**Work request 1:** In the text on sex work and decriminalization, list the words that activists in the sex-workers' movement often use to describe themselves.
**Work request 2:** Shorten the paragraph beginning "Some of their concerns can seem far removed" in the text on sex work and decriminalization, keeping its main facts.
**Work request 3:** Write the next part of the text on sex work and decriminalization, picking up after its final sentence.

**Text excerpt:**
◆ ◆ ◆ ◆

At the Amnesty conference, Muñoz told the crowd that she thinks decriminalization would have benefits for many people by bringing the sex trade out from underground. “I believe in the empowered sex worker,” she said. “I was one. But the empowered sex worker isn’t representative of the majority of sex workers. It’s O.K. for us to be honest about this.” She was referring to the social and economic divide in the profession. Activists in the sex-workers’ movement tend to be educated and make hundreds of dollars an hour. The words they often use to describe themselves — dominatrix, fetishist, sensual masseuse, courtesan, sugar baby, whore, witch, pervert — can be self-consciously half-wicked.
Some of their concerns can seem far removed from those of women who feel they must sell sex to survive — a mother trying to scrape together the rent, say, or a runaway teenager. People in those situations generally don’t call themselves “sex workers” or see themselves as part of a movement. “It’s not something people we work with would ever talk about,” says Deon Haywood, the director of Women With a Vision in New Orleans, an African-American health collective that works with low-income women and trans clients. Some of them sell sex, Haywood says, because it’s more flexible and pays better than low-wage work at businesses like McDonald’s.
Human rights advocates tend to focus on people in grim circumstances. “Like many feminists, I’m conflicted about sex work,” says Liesl Gerntholtz, executive director of the women’s rights division at Human Rights Watch, which took a stand in favor of decriminalization four years ago. “You’re often talking about women who have extremely limited choices. Would I like to live in a world where no one has to do sex work? Absolutely. But that’s not the case. So I want to live in a world where women do it largely voluntarily, in a way that is safe. If they’re raped by a police officer or a client, they can lay a charge and know it will be investigated. Their kid won’t be expelled from school, and their landlord won’t kick them out.”

◆ ◆ ◆ ◆

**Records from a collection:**

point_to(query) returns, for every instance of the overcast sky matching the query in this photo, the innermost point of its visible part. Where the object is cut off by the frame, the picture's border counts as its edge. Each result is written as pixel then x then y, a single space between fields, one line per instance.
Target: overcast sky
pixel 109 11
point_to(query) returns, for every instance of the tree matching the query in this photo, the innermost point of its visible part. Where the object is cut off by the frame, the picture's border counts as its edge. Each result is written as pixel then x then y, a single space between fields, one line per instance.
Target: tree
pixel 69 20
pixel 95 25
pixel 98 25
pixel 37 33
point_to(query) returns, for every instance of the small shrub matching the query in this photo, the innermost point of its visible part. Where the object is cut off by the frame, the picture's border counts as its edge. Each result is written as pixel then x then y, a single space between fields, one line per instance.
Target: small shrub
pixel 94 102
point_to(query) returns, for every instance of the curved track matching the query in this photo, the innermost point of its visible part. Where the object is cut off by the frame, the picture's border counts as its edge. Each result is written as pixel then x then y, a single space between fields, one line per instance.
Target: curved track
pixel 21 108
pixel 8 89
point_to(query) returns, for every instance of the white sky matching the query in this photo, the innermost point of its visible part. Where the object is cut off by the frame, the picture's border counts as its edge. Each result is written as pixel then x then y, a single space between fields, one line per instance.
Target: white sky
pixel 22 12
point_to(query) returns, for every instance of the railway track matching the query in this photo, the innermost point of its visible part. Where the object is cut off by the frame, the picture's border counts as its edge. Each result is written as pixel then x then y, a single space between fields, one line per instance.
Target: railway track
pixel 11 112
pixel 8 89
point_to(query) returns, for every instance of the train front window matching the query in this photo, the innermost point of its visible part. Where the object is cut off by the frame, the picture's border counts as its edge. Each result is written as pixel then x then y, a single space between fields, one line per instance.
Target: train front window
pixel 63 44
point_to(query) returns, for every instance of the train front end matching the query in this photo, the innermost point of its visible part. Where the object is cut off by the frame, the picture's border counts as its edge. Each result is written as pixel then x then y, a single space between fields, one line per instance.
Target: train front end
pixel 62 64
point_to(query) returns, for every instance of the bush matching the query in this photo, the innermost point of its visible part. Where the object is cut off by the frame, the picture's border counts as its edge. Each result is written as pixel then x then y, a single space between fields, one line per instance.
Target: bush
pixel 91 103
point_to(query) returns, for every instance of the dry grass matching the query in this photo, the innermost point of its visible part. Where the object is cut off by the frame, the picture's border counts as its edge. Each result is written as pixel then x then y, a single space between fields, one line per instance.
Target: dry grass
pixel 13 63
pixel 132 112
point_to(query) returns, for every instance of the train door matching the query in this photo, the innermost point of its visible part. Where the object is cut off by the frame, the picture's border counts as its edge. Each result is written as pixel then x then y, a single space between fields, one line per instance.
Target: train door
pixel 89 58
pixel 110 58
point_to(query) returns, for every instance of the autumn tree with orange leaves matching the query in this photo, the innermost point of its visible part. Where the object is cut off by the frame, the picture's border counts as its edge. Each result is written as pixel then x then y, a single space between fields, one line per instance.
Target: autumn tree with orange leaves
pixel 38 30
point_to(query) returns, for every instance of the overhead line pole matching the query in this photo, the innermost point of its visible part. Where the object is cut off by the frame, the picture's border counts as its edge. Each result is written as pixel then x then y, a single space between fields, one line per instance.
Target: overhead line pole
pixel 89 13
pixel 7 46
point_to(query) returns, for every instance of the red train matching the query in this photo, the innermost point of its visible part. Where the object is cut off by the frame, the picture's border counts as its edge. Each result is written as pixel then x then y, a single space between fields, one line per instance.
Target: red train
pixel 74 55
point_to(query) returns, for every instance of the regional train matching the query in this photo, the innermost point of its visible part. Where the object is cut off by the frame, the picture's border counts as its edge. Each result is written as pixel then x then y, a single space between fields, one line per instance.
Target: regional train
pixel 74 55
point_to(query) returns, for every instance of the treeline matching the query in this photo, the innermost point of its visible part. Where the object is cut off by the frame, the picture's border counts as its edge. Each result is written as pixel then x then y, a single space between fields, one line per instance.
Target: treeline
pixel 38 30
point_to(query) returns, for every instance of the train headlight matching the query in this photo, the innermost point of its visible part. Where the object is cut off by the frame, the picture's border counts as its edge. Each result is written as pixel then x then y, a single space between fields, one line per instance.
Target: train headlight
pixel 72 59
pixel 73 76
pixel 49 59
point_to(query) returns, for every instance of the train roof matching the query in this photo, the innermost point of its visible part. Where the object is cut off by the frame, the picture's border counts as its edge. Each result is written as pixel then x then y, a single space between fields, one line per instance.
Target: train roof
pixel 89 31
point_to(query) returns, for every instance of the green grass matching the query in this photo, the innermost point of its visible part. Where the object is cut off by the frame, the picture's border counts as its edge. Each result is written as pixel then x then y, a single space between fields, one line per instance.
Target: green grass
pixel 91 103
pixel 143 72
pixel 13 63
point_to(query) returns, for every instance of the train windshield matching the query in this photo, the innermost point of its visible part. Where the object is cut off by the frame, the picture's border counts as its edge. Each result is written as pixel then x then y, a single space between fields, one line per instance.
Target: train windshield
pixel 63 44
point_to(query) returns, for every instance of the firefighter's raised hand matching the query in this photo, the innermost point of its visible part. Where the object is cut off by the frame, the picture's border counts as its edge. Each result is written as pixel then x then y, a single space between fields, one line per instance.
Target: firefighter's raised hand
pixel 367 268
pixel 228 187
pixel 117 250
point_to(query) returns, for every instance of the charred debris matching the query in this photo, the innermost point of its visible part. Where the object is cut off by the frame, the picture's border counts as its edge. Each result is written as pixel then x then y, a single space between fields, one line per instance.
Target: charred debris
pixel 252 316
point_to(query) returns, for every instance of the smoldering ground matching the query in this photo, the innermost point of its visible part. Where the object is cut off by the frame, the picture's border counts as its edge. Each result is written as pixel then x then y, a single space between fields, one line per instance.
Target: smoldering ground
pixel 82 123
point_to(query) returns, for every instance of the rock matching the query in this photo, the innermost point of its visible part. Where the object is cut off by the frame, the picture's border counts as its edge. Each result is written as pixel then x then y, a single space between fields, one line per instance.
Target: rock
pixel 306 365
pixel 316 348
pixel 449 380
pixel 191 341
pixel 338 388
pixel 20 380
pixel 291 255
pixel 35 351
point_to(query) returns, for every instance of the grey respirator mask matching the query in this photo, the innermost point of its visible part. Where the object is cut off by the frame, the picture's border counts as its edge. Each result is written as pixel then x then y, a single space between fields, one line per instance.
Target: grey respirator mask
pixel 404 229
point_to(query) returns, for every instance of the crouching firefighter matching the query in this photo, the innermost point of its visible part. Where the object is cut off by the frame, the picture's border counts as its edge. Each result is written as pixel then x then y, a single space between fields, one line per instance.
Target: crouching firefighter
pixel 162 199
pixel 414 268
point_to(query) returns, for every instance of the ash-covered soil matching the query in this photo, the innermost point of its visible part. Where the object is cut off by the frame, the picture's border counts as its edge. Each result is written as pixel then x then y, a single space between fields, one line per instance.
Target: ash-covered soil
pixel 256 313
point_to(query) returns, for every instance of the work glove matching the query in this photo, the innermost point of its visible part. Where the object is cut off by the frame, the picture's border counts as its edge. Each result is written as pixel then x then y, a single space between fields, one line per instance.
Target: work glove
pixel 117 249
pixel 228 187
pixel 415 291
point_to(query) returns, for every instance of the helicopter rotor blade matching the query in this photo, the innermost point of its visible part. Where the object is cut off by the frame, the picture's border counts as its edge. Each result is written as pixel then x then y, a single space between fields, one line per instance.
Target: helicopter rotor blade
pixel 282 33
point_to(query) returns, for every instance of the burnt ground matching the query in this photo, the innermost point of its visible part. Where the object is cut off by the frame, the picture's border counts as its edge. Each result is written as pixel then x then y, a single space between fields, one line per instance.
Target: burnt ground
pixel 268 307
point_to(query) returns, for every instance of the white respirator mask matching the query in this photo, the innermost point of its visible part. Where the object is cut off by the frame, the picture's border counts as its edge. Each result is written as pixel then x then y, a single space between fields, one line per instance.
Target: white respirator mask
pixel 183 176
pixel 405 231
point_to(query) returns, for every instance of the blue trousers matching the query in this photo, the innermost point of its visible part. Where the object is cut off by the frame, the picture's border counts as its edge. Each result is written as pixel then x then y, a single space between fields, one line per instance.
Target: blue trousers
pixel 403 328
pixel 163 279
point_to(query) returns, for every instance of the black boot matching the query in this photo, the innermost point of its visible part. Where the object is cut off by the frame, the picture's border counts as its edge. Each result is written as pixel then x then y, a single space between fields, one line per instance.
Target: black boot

◆ ◆ ◆ ◆

**Written response 1:** dominatrix, fetishist, sensual masseuse, courtesan, sugar baby, whore, witch, pervert

**Written response 2:** Activists' concerns can seem distant from those of women who sell sex to survive, such as a mother short on rent or a runaway teenager. These people generally don't call themselves "sex workers" or see themselves as part of a movement. Deon Haywood directs Women With a Vision, an African-American health collective in New Orleans that works with low-income women and trans clients. She says some of these clients sell sex because it is more flexible and pays better than low-wage jobs at places like McDonald's.

**Written response 3:**
Amnesty and Human Rights Watch, along with other groups that support decriminalization — U.N.AIDS, the World Health Organization, the Global Commission on H.I.V. and the Law and the Open Society Foundations — acknowledge that there can be grave harms associated with the sex industry, but say that they see changes in the law as a precondition to reducing them. Last year, an analysis in The Lancet predicted that “decriminalization of sex work could have the largest effect on the course of the H.I.V. epidemic,” by increasing access to condoms and medical treatment. Governments can free themselves to crack down on trafficking and under-age prostitution, human rights advocates argue, if they stop arresting consenting adults.
It’s a pragmatic argument. But the sex-workers’ movement also hinges on an ideological conviction — the belief that the criminal law should not be used here as an instrument of punishment or shame, because sex work isn’t inherently immoral or demeaning. It can even be authentically feminist. “Once you’ve done it, you always know: When it comes down to it, I have everything I need to survive,” says Anna Saini, a former escort who is now a sex-worker activist and law student living in Brooklyn. “That’s powerful.” This view poses a deep challenge to traditional Western feminism, which treats the commercial sex industry as an ugly source of sexual inequality.